§ Problem details
Please write out the records verbatim from their start through the line holding "225], [223, 221]]", inclusive. Leave the pictures out of your answer.
** begin Data records **
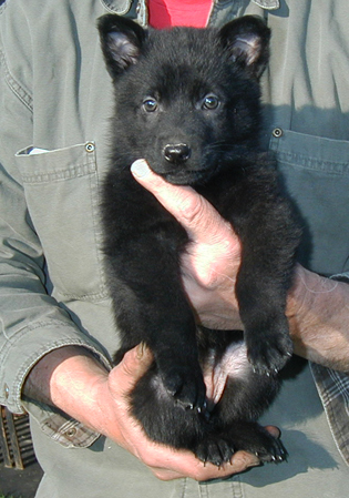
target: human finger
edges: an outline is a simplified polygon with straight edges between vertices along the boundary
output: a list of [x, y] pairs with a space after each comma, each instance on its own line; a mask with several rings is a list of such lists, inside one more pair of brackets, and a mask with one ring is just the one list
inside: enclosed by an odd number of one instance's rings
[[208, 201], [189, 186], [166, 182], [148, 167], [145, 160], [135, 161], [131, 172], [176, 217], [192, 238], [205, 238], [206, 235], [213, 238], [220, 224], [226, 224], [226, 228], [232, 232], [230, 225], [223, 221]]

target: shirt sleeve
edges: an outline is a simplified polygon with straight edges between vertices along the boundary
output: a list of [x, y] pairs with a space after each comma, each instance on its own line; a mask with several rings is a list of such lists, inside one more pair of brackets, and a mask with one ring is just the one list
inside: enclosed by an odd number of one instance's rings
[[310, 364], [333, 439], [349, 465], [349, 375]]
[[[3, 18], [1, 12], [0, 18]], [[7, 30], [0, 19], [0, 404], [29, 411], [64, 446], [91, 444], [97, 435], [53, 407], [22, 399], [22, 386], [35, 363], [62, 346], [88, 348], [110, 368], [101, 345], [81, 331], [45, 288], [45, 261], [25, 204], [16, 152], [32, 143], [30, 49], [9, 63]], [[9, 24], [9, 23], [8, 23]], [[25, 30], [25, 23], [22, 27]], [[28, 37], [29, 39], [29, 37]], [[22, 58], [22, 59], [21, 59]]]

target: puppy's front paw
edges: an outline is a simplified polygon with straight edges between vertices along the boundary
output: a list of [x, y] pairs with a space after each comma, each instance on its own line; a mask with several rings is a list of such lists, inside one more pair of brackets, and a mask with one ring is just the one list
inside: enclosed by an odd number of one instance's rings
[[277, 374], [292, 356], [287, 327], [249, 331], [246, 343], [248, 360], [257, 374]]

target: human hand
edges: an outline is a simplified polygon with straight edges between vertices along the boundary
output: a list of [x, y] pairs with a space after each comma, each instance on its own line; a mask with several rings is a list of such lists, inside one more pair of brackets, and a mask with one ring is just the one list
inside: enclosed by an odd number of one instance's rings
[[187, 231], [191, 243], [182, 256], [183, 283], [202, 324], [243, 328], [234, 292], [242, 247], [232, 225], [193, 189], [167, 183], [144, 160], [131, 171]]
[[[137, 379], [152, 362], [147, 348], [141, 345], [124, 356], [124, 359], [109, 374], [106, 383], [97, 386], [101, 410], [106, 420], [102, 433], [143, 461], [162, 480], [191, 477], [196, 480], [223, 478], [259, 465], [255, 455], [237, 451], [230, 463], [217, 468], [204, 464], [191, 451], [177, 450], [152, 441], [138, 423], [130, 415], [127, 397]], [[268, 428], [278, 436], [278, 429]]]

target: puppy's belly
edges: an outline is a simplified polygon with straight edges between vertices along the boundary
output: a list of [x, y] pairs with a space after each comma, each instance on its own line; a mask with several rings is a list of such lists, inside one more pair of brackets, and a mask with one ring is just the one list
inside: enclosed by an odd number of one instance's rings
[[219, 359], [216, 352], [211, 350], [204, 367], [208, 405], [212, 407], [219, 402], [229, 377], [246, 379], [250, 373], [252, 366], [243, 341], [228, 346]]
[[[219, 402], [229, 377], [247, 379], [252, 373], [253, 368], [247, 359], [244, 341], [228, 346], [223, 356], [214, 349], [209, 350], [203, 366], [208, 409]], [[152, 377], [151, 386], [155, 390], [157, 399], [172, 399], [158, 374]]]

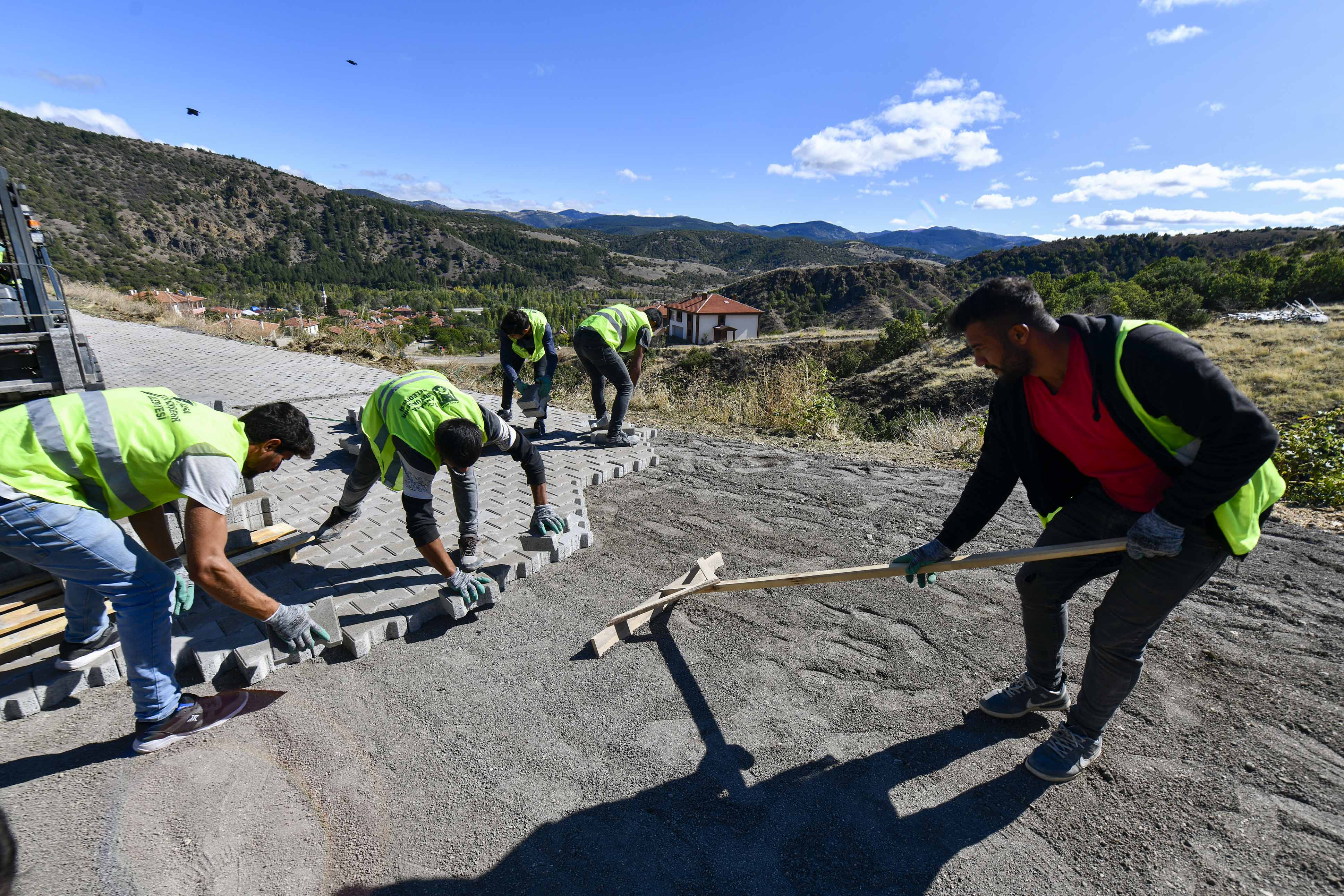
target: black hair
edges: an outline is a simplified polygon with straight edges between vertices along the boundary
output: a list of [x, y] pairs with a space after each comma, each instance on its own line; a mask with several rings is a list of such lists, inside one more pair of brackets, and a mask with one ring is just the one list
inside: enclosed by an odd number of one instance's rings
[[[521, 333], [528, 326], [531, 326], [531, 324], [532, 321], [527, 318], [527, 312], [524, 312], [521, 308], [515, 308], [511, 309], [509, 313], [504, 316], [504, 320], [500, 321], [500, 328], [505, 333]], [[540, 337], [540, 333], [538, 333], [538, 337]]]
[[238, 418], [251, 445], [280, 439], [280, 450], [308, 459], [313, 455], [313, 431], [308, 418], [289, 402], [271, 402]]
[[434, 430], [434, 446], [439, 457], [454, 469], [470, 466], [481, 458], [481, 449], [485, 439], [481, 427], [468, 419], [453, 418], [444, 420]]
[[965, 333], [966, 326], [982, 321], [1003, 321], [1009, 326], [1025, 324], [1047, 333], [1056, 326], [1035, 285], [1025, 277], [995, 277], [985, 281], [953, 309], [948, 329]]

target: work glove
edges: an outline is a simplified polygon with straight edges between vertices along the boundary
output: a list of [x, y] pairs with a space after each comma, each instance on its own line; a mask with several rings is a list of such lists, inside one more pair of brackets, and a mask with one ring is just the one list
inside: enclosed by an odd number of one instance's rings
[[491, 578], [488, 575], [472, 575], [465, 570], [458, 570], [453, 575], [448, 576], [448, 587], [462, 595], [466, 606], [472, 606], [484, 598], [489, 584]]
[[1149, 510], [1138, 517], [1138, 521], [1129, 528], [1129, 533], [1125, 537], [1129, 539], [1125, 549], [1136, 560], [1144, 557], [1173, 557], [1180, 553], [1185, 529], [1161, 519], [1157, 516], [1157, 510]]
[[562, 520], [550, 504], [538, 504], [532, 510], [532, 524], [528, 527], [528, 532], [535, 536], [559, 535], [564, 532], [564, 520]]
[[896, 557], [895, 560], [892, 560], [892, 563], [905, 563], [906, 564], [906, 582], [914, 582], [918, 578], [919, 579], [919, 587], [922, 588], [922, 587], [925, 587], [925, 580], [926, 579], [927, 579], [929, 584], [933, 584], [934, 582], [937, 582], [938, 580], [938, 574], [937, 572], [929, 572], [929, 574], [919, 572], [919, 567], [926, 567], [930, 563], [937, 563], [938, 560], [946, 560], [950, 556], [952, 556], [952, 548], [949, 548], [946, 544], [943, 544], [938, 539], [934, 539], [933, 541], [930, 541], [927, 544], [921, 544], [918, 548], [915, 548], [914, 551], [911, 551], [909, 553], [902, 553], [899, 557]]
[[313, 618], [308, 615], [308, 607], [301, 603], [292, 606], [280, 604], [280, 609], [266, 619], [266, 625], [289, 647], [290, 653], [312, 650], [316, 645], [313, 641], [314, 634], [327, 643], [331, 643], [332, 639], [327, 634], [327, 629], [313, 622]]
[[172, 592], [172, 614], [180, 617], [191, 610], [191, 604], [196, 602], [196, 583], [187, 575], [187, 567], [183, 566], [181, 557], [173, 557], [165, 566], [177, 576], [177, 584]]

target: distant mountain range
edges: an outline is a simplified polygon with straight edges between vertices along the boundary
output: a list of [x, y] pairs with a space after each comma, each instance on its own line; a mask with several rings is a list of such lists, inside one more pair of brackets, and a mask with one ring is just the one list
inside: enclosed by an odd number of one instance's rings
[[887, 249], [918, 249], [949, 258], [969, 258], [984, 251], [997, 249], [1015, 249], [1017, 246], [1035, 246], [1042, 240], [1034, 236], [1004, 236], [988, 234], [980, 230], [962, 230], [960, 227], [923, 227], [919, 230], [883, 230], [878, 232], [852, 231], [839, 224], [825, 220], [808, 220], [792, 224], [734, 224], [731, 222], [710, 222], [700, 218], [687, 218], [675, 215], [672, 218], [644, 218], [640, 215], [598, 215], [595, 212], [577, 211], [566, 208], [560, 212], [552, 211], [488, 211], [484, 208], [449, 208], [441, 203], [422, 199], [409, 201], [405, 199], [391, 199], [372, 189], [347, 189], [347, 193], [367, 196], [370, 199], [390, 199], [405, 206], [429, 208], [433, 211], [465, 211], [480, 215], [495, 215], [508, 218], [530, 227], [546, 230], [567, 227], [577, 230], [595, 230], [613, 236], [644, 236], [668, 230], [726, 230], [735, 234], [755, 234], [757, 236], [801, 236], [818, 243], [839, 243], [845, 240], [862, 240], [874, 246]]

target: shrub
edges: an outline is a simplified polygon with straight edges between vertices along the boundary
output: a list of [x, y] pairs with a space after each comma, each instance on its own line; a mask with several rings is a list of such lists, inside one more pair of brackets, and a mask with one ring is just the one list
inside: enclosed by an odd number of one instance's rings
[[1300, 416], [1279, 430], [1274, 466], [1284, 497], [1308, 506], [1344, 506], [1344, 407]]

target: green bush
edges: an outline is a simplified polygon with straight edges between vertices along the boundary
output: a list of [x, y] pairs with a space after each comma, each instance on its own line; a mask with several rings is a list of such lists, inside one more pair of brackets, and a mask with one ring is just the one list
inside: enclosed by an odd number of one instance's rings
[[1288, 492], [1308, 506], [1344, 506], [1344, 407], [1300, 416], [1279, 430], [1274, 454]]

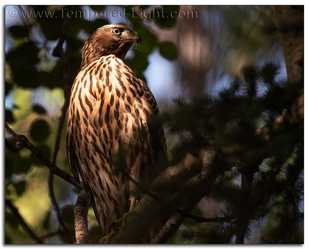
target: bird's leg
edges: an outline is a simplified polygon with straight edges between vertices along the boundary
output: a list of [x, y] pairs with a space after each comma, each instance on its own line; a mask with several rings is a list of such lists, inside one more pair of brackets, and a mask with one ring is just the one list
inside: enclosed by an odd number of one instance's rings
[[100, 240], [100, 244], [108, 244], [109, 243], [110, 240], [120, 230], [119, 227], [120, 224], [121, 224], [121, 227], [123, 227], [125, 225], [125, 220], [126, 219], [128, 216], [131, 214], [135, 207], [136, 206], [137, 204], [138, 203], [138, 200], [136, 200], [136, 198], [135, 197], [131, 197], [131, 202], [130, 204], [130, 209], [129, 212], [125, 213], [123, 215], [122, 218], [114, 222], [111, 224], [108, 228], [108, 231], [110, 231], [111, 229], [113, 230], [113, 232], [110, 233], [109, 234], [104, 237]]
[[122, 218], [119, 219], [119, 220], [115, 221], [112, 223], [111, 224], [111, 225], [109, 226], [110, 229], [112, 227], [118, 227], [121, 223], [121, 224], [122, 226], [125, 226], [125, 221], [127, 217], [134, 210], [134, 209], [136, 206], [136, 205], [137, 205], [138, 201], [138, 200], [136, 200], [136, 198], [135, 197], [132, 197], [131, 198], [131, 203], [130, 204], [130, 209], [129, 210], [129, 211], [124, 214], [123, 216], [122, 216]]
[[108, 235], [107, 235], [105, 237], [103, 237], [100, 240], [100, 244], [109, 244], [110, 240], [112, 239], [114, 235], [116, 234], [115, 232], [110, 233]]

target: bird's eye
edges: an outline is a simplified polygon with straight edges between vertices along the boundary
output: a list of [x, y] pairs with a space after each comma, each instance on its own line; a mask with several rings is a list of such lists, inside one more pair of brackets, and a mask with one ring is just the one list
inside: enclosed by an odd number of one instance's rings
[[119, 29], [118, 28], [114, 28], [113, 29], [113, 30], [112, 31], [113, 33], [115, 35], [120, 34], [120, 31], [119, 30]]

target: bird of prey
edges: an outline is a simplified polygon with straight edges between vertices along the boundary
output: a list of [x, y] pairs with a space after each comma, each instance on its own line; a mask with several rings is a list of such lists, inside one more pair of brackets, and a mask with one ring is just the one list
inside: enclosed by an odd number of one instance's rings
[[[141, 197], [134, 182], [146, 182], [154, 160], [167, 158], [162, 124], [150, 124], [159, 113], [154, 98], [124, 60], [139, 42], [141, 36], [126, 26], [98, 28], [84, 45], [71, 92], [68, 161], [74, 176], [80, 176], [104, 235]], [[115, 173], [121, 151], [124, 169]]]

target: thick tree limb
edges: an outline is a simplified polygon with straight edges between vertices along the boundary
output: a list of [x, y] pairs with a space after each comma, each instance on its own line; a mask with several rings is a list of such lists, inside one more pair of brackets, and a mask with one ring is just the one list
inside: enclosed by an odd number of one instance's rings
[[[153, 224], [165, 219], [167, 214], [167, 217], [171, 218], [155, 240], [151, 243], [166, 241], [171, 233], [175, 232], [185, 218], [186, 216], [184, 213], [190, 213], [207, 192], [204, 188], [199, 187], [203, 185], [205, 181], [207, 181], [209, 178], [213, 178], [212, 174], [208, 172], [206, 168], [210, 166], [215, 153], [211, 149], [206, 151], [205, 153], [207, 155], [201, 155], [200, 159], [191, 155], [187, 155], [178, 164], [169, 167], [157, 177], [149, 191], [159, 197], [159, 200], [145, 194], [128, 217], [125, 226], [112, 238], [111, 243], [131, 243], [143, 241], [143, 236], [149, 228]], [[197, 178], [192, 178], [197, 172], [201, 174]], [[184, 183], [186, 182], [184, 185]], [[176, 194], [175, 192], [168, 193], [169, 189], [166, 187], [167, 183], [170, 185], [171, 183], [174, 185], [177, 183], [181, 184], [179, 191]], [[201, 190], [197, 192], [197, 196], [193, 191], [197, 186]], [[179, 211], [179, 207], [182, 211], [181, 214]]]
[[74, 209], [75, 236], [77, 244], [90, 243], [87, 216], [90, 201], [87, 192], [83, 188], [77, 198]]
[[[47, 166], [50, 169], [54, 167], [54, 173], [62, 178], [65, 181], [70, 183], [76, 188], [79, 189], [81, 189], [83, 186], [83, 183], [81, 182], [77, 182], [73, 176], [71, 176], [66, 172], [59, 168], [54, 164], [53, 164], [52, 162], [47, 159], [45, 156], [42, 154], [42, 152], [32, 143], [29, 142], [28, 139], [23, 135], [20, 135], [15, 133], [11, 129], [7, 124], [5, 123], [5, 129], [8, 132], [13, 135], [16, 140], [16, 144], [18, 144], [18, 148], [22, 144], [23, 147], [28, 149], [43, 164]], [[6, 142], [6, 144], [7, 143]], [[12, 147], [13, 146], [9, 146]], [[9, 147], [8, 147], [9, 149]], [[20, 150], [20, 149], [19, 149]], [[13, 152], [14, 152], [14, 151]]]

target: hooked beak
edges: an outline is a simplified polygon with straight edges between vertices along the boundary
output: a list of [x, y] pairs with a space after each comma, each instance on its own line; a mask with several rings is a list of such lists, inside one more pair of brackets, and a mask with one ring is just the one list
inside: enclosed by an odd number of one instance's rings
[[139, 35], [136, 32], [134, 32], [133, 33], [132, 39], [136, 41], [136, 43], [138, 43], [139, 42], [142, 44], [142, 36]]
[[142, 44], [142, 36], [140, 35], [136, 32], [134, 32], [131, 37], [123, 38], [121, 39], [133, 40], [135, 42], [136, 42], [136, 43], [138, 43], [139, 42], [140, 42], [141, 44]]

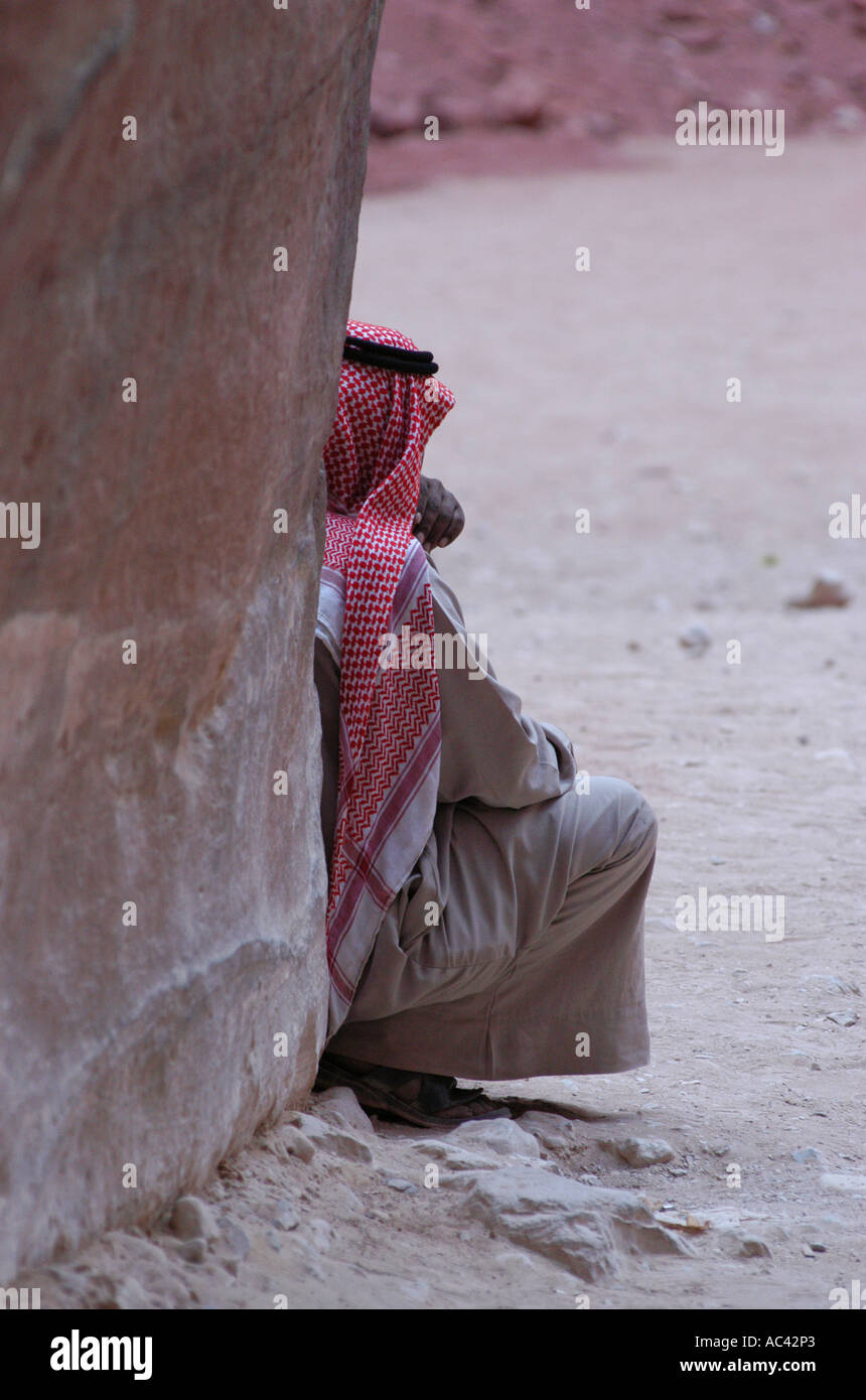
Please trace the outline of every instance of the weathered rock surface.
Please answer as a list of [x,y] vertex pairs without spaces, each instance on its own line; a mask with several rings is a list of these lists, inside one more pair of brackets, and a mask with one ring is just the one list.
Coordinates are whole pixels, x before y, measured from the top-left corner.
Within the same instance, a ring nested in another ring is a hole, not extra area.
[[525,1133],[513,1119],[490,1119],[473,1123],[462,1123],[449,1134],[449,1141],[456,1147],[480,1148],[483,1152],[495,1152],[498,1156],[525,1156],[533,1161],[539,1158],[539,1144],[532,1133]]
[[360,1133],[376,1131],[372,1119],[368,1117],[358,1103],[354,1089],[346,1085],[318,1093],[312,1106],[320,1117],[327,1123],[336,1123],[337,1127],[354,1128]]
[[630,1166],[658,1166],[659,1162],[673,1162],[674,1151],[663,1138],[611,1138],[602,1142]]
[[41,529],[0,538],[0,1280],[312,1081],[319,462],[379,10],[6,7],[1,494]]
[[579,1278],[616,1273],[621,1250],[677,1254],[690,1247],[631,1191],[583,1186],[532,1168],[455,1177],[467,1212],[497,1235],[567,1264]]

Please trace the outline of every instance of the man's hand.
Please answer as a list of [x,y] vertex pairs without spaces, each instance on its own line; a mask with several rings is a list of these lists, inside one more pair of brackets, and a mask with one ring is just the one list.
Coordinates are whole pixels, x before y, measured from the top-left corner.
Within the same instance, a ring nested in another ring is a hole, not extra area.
** end Data records **
§ Answer in full
target: human finger
edges: an outline is a simplified polygon with straight edges between vertices along the boundary
output: a list of [x, y] pairs with a space after each comma, each instance on its own line; a mask with several rings is a list of such lists, inside one more pair of brackets, and a mask with one ring is just the one list
inside: enclosed by an odd number of one instance's rings
[[208, 201], [189, 186], [166, 182], [148, 167], [145, 160], [135, 161], [131, 172], [176, 217], [192, 238], [205, 238], [206, 235], [213, 238], [220, 224], [226, 224], [226, 228], [232, 232], [230, 225], [223, 221]]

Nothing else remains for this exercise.